Information given:

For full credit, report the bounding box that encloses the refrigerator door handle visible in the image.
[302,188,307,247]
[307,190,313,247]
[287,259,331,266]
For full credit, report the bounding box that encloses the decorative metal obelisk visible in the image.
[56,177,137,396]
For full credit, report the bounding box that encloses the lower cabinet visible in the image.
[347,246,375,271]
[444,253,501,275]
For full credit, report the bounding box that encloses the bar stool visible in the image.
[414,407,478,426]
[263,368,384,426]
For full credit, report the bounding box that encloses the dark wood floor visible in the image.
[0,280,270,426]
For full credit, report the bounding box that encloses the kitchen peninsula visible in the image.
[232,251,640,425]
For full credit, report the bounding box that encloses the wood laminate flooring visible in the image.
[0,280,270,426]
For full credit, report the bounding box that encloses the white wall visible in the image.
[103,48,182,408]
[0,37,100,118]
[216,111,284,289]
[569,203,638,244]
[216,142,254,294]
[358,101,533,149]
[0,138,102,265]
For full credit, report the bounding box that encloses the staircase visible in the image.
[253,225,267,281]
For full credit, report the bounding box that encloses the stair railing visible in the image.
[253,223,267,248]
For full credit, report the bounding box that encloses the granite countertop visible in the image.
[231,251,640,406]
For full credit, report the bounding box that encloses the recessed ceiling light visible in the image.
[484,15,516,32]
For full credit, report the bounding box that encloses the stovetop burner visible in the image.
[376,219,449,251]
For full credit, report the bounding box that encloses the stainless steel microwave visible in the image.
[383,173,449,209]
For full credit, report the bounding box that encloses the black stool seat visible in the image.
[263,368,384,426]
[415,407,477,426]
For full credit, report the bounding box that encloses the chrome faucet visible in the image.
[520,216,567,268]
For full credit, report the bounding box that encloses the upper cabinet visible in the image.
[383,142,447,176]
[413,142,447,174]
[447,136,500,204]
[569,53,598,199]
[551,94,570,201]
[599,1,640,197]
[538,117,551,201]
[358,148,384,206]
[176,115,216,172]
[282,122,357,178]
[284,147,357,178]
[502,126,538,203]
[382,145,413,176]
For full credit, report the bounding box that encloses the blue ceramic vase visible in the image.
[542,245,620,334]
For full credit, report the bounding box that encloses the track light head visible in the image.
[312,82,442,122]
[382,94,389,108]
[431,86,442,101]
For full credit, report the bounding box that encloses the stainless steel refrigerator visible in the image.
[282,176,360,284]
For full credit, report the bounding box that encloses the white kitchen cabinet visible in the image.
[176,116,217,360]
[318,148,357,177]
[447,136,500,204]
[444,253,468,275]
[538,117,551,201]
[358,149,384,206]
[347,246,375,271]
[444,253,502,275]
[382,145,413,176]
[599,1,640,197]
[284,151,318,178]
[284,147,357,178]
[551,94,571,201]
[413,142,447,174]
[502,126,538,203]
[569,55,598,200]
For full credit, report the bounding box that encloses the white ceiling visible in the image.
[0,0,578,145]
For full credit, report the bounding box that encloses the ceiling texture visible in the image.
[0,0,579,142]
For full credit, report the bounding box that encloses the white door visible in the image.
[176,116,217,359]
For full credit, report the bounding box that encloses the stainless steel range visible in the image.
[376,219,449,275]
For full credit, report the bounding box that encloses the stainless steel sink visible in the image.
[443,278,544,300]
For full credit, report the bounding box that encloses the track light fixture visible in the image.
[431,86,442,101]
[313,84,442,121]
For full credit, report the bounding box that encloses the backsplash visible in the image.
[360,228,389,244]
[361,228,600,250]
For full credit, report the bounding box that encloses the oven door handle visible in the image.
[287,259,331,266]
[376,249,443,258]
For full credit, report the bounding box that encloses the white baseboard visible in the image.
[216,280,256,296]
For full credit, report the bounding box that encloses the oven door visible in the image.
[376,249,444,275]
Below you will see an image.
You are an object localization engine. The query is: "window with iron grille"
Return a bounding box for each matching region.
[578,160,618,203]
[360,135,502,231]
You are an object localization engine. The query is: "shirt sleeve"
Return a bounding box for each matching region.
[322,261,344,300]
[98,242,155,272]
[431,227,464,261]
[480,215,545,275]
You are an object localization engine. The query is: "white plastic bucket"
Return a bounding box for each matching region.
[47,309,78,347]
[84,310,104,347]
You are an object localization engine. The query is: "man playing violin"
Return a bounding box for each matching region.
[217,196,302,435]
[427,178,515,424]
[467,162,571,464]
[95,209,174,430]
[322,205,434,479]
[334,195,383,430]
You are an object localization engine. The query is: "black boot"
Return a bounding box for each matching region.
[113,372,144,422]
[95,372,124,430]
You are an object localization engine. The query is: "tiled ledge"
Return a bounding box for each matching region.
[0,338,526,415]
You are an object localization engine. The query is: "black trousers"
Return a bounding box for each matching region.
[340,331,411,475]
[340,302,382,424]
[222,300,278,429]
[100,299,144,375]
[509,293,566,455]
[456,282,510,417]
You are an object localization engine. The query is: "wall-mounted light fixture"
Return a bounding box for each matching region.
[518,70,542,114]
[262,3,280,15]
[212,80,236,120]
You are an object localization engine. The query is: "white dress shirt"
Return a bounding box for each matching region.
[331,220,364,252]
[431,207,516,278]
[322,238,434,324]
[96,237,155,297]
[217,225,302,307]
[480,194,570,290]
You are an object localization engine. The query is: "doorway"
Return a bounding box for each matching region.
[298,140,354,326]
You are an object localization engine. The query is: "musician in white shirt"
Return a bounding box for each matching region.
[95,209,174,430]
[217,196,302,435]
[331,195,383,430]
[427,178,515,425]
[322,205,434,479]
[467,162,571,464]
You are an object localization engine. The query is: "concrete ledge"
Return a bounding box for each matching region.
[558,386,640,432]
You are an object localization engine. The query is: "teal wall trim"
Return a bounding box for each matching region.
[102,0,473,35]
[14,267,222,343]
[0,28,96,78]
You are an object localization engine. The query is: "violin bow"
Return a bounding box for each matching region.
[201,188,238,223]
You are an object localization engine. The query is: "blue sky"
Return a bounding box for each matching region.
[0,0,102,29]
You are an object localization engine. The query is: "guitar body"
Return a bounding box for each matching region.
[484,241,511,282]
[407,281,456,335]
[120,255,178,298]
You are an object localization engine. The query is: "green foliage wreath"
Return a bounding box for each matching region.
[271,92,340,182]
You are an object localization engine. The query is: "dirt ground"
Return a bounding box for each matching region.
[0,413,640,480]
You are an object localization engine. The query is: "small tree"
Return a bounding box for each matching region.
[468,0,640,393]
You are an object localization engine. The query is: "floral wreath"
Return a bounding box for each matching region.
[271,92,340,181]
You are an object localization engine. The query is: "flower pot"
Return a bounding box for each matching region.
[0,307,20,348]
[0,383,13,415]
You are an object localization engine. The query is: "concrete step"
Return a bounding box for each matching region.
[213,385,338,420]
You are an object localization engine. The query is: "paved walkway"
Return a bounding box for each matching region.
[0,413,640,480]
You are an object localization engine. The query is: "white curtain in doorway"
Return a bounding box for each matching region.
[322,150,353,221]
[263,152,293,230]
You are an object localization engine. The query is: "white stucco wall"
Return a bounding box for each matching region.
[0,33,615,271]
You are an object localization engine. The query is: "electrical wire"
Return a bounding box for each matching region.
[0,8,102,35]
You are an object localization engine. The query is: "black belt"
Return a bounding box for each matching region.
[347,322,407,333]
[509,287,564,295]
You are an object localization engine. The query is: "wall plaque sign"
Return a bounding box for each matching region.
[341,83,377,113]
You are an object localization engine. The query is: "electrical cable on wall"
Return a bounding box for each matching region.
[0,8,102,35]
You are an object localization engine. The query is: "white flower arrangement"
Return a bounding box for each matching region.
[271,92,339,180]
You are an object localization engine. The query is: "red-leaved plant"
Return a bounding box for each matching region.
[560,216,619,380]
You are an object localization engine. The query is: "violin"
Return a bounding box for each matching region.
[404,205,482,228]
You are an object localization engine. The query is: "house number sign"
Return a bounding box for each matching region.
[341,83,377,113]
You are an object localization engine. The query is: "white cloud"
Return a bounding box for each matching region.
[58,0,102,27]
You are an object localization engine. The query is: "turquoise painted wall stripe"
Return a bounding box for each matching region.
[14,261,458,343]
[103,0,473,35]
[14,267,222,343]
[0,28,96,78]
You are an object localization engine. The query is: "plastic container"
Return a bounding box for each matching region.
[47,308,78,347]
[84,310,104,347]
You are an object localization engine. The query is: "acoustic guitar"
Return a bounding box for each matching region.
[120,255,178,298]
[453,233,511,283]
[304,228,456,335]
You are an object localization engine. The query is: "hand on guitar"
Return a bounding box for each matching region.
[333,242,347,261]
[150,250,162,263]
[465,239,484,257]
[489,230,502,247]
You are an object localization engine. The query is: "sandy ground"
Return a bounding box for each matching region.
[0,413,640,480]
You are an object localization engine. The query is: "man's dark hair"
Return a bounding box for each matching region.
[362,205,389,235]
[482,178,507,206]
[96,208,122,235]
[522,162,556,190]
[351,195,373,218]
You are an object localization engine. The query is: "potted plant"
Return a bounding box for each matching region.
* * *
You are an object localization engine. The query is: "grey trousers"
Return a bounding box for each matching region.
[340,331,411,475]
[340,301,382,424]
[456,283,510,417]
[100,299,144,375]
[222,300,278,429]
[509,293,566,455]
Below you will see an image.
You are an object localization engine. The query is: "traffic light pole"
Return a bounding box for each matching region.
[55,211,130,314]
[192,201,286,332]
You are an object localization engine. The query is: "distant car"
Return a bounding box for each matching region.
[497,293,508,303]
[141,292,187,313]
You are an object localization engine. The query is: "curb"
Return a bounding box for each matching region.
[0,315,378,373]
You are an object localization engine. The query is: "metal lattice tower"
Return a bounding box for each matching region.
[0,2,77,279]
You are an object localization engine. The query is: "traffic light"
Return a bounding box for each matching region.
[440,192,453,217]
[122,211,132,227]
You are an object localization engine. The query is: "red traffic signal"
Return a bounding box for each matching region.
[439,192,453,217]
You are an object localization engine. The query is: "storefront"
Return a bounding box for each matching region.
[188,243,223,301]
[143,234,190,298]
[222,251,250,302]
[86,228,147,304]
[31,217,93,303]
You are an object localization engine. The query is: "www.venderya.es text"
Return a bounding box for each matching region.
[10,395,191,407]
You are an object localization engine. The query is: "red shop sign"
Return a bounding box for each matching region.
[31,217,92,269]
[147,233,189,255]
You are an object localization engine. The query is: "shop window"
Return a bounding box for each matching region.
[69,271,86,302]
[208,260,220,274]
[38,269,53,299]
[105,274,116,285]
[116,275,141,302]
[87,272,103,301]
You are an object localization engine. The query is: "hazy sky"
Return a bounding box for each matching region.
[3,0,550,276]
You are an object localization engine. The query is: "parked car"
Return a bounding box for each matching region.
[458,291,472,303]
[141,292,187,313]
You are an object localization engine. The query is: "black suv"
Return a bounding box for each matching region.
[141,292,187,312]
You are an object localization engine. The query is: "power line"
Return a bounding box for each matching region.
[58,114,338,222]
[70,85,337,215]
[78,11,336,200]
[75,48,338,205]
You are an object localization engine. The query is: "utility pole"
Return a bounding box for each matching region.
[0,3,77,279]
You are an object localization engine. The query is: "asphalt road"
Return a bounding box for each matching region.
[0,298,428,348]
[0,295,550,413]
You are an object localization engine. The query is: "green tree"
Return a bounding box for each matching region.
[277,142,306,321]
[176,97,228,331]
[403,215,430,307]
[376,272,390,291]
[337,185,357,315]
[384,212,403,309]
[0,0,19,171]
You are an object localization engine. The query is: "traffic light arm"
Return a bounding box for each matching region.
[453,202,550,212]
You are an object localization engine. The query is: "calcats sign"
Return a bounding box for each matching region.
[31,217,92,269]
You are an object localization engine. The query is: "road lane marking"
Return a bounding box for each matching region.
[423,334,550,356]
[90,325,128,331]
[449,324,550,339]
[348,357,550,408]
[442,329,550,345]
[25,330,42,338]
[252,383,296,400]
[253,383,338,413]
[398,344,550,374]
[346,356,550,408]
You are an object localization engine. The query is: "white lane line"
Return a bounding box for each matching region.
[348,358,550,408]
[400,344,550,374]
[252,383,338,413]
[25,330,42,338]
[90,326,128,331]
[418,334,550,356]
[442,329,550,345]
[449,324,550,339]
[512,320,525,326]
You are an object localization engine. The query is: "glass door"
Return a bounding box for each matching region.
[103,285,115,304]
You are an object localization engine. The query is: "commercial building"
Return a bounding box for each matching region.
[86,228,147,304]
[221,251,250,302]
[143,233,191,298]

Problem requirements:
Reproduce the entries from the line containing "refrigerator door handle visible in the image." through the line containing "[56,177,137,396]", changing "obelisk" to "sculpture" and leaving everything else untouched.

Task output:
For full credit, report the bounding box that encloses the refrigerator door handle visible in the image.
[302,188,307,247]
[307,190,313,247]
[287,259,331,266]
For full credit, report the bounding box that encloses the decorative metal sculpture visible in the image.
[56,177,137,396]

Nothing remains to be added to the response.